(Collected data entries)
%%

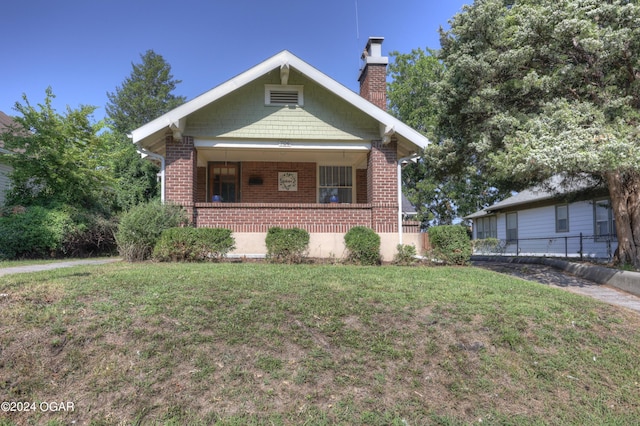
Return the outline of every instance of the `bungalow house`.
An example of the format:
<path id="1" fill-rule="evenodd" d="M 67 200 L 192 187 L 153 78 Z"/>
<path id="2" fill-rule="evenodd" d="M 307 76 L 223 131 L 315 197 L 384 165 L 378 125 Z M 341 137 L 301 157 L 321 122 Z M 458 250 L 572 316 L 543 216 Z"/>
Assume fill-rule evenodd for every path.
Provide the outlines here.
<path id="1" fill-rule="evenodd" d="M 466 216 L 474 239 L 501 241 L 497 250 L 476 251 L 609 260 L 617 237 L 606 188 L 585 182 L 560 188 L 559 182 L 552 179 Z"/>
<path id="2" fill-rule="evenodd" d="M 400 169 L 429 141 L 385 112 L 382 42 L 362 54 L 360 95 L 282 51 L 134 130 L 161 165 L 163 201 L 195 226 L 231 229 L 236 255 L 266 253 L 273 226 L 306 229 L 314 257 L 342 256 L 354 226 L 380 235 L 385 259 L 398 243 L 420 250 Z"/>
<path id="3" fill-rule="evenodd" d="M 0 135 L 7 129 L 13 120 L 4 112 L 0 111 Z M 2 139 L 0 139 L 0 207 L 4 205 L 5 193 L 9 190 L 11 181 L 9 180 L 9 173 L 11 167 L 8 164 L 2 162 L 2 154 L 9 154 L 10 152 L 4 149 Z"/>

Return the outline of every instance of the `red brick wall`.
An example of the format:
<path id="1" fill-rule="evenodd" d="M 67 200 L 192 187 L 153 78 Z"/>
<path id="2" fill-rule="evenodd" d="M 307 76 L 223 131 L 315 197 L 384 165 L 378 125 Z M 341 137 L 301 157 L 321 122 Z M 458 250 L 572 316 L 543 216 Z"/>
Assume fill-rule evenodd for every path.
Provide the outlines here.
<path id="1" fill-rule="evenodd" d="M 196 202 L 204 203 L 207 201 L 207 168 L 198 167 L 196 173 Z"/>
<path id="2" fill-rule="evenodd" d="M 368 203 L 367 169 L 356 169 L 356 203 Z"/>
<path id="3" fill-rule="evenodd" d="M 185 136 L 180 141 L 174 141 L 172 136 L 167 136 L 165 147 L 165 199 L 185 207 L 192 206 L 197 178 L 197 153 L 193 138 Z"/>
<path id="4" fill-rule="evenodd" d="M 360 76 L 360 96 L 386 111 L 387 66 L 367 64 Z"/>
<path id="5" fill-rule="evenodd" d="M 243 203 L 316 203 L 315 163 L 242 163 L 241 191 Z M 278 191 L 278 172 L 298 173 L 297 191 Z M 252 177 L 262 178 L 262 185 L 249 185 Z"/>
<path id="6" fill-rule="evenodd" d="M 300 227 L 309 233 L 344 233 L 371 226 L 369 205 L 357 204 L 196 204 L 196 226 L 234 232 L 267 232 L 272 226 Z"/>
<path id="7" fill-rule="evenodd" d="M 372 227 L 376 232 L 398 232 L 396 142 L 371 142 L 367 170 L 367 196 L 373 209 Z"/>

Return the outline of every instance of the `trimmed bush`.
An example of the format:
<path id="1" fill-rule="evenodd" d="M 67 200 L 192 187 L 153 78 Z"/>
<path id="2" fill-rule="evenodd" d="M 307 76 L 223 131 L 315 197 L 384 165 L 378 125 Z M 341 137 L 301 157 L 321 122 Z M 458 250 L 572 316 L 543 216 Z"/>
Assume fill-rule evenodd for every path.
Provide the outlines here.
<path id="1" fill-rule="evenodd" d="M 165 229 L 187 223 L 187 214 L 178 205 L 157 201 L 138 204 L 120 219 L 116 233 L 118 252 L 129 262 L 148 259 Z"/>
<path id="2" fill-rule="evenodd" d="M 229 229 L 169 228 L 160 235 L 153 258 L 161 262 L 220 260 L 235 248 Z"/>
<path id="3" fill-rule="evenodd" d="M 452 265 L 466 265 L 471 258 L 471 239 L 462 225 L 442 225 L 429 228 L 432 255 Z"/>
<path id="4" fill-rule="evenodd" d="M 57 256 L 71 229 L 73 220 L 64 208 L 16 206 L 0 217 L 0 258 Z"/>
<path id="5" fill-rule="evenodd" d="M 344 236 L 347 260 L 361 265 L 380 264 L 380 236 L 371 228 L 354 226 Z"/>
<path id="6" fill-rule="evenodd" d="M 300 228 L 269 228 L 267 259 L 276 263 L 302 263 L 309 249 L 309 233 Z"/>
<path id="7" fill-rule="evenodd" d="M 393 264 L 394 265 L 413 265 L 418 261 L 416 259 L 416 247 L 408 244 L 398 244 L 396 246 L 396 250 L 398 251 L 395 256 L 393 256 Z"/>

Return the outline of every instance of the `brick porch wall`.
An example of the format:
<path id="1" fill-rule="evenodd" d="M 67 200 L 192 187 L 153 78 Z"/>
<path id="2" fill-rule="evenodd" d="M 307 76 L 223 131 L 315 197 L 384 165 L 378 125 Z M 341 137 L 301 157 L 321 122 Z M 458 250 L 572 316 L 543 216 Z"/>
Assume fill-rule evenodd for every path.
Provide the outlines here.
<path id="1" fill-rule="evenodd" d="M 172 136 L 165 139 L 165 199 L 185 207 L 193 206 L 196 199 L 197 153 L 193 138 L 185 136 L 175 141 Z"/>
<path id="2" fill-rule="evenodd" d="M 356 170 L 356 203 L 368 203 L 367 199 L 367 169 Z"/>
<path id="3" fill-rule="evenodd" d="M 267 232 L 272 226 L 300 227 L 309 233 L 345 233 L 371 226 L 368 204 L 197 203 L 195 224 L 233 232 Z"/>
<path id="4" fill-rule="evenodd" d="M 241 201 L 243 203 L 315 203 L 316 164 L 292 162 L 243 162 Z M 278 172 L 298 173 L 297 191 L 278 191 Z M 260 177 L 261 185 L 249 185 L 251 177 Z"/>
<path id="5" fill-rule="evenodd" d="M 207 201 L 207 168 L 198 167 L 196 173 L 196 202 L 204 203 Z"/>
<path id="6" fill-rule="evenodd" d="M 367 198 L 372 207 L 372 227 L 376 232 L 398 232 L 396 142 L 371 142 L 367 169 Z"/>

%%
%%

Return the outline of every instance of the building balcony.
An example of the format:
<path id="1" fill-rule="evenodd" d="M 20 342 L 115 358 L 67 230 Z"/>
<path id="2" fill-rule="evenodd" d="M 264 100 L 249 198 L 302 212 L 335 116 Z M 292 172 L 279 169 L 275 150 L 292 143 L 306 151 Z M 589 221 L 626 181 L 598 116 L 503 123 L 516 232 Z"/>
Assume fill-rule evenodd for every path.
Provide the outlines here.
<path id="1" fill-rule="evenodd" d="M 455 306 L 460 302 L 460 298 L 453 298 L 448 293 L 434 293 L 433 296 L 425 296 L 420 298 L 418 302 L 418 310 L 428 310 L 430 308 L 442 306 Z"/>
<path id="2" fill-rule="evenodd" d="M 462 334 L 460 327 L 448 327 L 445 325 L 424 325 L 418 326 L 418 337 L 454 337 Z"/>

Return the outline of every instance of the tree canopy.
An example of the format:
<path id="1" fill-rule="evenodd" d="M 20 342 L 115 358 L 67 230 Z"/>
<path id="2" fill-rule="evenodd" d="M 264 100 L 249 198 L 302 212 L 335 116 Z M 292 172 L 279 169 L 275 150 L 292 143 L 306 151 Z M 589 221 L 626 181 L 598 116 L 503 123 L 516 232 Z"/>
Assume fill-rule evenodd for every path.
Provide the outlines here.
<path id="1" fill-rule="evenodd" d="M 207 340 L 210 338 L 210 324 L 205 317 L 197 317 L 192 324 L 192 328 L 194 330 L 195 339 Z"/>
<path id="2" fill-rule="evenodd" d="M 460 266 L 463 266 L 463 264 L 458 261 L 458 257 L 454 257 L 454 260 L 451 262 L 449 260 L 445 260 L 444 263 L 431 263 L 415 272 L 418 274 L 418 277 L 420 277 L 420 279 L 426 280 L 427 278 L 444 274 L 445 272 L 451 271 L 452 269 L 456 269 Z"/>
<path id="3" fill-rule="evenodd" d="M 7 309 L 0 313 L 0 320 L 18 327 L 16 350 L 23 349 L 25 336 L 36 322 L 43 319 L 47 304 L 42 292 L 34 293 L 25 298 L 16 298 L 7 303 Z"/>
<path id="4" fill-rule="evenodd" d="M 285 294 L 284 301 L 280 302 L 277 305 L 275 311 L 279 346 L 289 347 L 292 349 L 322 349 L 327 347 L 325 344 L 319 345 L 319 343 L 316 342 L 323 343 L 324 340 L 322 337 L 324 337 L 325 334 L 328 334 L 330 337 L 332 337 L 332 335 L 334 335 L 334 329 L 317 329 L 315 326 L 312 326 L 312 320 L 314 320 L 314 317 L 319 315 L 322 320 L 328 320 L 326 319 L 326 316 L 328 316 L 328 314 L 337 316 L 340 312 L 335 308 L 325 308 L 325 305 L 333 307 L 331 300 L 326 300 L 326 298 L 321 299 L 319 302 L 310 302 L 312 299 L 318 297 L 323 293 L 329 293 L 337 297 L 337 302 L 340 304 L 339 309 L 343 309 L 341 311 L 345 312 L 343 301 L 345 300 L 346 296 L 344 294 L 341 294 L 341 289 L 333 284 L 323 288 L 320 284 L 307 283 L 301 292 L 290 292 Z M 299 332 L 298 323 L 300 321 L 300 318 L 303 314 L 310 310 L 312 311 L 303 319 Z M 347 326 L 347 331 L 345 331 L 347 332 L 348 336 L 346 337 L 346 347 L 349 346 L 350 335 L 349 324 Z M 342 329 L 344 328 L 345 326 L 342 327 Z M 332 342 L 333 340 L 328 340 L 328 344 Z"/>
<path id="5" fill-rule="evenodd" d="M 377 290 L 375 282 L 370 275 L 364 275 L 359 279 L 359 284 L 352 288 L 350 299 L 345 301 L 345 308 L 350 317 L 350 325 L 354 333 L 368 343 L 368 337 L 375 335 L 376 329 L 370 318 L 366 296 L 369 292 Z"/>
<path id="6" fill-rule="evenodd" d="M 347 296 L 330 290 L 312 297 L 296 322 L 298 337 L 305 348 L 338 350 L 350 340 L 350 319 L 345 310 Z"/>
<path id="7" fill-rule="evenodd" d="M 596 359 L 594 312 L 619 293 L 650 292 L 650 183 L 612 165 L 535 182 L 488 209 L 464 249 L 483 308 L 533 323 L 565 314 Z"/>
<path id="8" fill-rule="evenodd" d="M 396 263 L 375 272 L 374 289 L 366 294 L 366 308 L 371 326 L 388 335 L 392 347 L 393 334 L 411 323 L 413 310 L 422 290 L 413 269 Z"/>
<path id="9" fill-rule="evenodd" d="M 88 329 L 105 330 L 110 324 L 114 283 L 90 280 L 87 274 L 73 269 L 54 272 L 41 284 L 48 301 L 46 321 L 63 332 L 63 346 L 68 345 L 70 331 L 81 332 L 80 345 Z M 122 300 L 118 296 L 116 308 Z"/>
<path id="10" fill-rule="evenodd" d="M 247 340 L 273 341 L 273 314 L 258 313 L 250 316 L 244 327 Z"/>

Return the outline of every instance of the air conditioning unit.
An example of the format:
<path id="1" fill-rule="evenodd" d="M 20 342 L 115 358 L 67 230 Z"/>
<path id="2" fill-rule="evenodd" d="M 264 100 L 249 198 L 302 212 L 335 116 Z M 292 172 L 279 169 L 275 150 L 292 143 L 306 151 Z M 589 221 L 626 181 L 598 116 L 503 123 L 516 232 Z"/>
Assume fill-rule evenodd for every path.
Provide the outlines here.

%%
%%

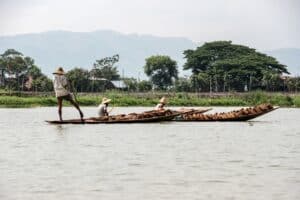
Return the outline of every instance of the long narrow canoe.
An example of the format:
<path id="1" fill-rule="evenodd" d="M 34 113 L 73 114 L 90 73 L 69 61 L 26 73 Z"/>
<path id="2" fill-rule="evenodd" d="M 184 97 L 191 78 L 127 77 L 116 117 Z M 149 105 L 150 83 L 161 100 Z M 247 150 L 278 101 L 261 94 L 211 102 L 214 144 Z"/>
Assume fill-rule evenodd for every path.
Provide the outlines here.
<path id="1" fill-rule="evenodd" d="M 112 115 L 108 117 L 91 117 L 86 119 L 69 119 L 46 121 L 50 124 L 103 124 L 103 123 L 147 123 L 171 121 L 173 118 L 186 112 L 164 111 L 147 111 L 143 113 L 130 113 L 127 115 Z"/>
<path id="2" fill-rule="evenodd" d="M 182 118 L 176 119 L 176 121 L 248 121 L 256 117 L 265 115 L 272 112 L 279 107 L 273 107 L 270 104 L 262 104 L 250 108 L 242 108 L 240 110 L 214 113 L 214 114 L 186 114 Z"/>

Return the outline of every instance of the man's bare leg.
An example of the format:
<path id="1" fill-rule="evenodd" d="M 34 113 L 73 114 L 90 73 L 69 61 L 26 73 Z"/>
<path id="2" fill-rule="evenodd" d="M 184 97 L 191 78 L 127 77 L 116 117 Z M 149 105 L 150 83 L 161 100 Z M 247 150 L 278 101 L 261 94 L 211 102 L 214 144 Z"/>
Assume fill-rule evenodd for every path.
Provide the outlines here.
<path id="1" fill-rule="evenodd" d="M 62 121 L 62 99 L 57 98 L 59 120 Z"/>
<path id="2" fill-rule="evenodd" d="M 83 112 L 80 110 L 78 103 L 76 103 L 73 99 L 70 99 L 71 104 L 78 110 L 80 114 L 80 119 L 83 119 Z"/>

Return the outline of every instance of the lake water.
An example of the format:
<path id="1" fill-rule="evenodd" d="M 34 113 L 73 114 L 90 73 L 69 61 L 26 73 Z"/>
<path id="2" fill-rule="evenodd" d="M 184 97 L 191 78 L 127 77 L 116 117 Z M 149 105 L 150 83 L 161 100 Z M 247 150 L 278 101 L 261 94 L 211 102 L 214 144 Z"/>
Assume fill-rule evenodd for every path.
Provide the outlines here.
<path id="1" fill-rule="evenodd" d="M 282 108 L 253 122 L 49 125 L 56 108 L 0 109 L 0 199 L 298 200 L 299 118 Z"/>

%%

- [Task requirements]
List each line of the entries that holds the string "Return".

- [Response area]
Return the outline of every instance of the `bungalow house`.
Return the outline of every instance of the `red brick wall`.
Return the outline of every instance of the `trimmed bush`.
Return the outline of every instance of the `brick porch wall`.
Return the outline of every instance of the building balcony.
Return the outline of every instance of the tree canopy.
Return the outline of every instance of the air conditioning unit.
Return the outline of every instance of the long narrow canoe.
Return the outline of every instance of the man's bare leg.
Return the outline of every instance of the lake water.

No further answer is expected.